■ WHAT THE EXERCISE ASKS:
Repeat the records in full, exactly.

■ PROVIDED DATA:
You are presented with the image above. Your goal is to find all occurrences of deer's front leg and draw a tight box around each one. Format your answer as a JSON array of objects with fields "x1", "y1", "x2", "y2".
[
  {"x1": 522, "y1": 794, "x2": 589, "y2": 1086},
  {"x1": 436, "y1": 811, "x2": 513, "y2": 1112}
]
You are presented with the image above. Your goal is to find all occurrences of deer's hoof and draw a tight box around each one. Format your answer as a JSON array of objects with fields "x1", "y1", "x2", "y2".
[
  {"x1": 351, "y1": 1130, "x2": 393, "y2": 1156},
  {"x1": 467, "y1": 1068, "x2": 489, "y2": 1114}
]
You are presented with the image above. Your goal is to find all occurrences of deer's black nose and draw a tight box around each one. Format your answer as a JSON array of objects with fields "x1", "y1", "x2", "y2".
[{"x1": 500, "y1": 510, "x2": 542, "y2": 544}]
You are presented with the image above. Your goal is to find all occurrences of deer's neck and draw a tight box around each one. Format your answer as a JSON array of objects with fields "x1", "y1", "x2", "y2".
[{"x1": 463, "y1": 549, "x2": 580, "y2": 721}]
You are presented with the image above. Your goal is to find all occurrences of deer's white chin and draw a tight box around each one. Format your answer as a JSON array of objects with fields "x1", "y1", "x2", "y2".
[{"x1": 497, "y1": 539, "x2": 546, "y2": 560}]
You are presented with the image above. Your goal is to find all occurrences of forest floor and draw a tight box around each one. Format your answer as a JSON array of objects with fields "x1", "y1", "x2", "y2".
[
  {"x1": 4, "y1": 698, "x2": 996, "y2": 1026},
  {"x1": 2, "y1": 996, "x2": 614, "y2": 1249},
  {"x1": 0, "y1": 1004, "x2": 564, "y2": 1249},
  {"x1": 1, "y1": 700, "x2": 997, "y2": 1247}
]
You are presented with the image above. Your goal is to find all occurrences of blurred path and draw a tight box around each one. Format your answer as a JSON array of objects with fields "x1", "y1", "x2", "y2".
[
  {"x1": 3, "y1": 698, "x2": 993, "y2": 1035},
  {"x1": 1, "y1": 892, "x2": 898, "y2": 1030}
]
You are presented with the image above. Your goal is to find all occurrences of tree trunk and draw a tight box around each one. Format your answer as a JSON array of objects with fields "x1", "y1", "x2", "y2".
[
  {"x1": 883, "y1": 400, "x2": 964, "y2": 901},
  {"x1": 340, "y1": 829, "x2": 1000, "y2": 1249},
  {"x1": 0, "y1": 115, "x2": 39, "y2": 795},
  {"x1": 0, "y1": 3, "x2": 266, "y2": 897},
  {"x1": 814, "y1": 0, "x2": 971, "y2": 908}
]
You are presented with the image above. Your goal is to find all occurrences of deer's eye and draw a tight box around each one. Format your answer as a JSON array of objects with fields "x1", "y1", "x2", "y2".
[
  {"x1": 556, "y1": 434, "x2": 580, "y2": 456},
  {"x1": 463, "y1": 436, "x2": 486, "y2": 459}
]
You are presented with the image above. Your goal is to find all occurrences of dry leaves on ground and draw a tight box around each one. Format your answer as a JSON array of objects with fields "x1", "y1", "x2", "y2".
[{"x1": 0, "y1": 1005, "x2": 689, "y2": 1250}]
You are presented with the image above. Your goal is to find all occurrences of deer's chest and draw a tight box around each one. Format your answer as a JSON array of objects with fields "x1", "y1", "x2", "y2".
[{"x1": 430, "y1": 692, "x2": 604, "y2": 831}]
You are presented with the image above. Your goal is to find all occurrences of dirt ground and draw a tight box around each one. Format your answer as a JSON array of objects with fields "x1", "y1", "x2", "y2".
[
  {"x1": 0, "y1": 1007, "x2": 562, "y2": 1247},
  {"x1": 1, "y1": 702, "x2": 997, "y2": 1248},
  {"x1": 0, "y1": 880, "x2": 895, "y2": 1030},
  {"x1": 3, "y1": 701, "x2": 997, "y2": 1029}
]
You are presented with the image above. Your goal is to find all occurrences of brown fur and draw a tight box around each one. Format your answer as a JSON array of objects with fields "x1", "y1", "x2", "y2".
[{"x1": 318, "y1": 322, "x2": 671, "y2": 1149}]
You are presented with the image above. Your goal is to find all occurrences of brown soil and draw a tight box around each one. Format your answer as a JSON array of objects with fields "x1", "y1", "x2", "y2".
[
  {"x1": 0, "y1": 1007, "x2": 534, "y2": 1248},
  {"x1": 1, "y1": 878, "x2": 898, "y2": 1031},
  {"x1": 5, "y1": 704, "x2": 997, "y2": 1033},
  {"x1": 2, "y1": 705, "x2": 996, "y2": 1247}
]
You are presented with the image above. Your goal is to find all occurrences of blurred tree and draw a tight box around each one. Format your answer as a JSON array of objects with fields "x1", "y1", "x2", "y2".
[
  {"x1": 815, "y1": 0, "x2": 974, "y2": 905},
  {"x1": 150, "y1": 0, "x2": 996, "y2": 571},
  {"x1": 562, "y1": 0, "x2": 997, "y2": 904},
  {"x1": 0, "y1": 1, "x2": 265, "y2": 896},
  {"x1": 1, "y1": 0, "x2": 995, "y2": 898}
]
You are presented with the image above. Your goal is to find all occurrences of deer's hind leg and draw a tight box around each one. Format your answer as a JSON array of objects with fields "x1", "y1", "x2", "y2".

■ ANSWER TO THE EXERCISE:
You are presented with the image above. Your goal is to find all occurrences of deer's front leg and draw a tight box around each one. Format your answer as a JSON array of objects with fields "x1", "y1", "x2", "y2".
[
  {"x1": 522, "y1": 794, "x2": 589, "y2": 1086},
  {"x1": 436, "y1": 811, "x2": 513, "y2": 1112}
]
You are presented with the image above. Your goal is to find all occurrences of deer's hoof and draw a tight box around each one. Format your answer as a JSON array of objects with fields "x1", "y1", "x2", "y2".
[
  {"x1": 351, "y1": 1130, "x2": 393, "y2": 1156},
  {"x1": 467, "y1": 1068, "x2": 489, "y2": 1114}
]
You are presented with the image above. Your goal is to find all occurrences of deer's black nose and draw a tight box around each one. Format your answer as a JSON array of objects with fields "x1", "y1", "x2", "y2".
[{"x1": 500, "y1": 510, "x2": 542, "y2": 544}]
You are presented with the image above. Your goal is to find all occurrences of deer's neck and draw a tight box around each one. Format your answer as a JSON array of objects with fields "x1", "y1", "x2", "y2".
[{"x1": 463, "y1": 549, "x2": 580, "y2": 721}]
You are presented with the image above. Your goal is to find all occurrences of deer's white chin and draw a tight box around each one. Format your answer as a JSON array of objects with fields "x1", "y1", "x2", "y2".
[{"x1": 497, "y1": 539, "x2": 546, "y2": 560}]
You are presented with the image above. Your goal is to find all occurrences of forest floor and draw a tight box around each one. Format your answer as a JSON array of objects with fields "x1", "y1", "x2", "y2".
[
  {"x1": 4, "y1": 698, "x2": 996, "y2": 1026},
  {"x1": 2, "y1": 996, "x2": 614, "y2": 1249},
  {"x1": 0, "y1": 1004, "x2": 564, "y2": 1249},
  {"x1": 1, "y1": 700, "x2": 997, "y2": 1247}
]
You are presented with the image above. Your goal is to find all occurrences of blurred path and draw a tight box around each one. Format your answer as a JSON array of objects with fields "x1", "y1", "x2", "y2".
[
  {"x1": 3, "y1": 698, "x2": 993, "y2": 1035},
  {"x1": 1, "y1": 892, "x2": 898, "y2": 1030}
]
You are presented with the image above. Your goal is to find all occurrences of tree trunk and draw a tight box around each one. Format your answer as a JSON array of objects with fields "x1", "y1", "x2", "y2".
[
  {"x1": 883, "y1": 400, "x2": 964, "y2": 901},
  {"x1": 340, "y1": 829, "x2": 1000, "y2": 1249},
  {"x1": 0, "y1": 115, "x2": 39, "y2": 795},
  {"x1": 0, "y1": 3, "x2": 266, "y2": 897},
  {"x1": 814, "y1": 0, "x2": 971, "y2": 908}
]
You are presented with the image above. Your goal is to find all occurrences of deer's eye and draw a tight box around each one. Format your answer as a JSON array of objects with fields "x1", "y1", "x2", "y2".
[
  {"x1": 556, "y1": 434, "x2": 580, "y2": 456},
  {"x1": 463, "y1": 436, "x2": 486, "y2": 459}
]
You are presented with the image above. Your goal is to find all occurrences of dry leaves on ground and draw a tight box around each one. Format your answer as a JSON array of objects with fields "x1", "y1", "x2", "y2".
[{"x1": 0, "y1": 1005, "x2": 689, "y2": 1250}]
You are presented with the image above. Your goal is to find all occurrences of deer's chest and draw a tight box around each one. Format your answer as a JSON array of objects with fields "x1", "y1", "x2", "y2".
[{"x1": 430, "y1": 692, "x2": 604, "y2": 831}]
You are presented with the image above. Your goal is to find all occurrences of dirt ground and draw a tight box around each one. Format your answer as a JSON array of objects with fields "x1", "y1", "x2", "y2".
[
  {"x1": 0, "y1": 1007, "x2": 562, "y2": 1247},
  {"x1": 1, "y1": 702, "x2": 997, "y2": 1248},
  {"x1": 0, "y1": 880, "x2": 895, "y2": 1030},
  {"x1": 3, "y1": 701, "x2": 997, "y2": 1029}
]
You are presented with the image above. Your goal is to find all occurrences of brown fur and draw a tight box around each one. Format your answer as a JSON array of objects with fields "x1", "y1", "x2", "y2".
[{"x1": 318, "y1": 322, "x2": 671, "y2": 1149}]
You are presented with the image above. Your goal is to find all occurrences of brown soil and draw a tight box around each one. Format your answer as a JSON array of objects with fields "x1", "y1", "x2", "y2".
[
  {"x1": 0, "y1": 1007, "x2": 534, "y2": 1248},
  {"x1": 1, "y1": 878, "x2": 898, "y2": 1031},
  {"x1": 5, "y1": 704, "x2": 997, "y2": 1033},
  {"x1": 2, "y1": 705, "x2": 996, "y2": 1247}
]
You are presented with the image above. Your goal is to find all occurrences of blurred tree and draw a tight box around each one. Format your answer as a JSON array of objects with fields "x1", "y1", "x2", "y2".
[
  {"x1": 815, "y1": 0, "x2": 974, "y2": 905},
  {"x1": 150, "y1": 0, "x2": 996, "y2": 571},
  {"x1": 562, "y1": 0, "x2": 997, "y2": 904},
  {"x1": 0, "y1": 1, "x2": 265, "y2": 896},
  {"x1": 1, "y1": 0, "x2": 995, "y2": 898}
]
You are presented with the image above. Your goal is to find all occurrences of deer's hind leg and draw a tight box around each one. Format your answer as a JSON array of objects with fields "x1", "y1", "x2", "y2".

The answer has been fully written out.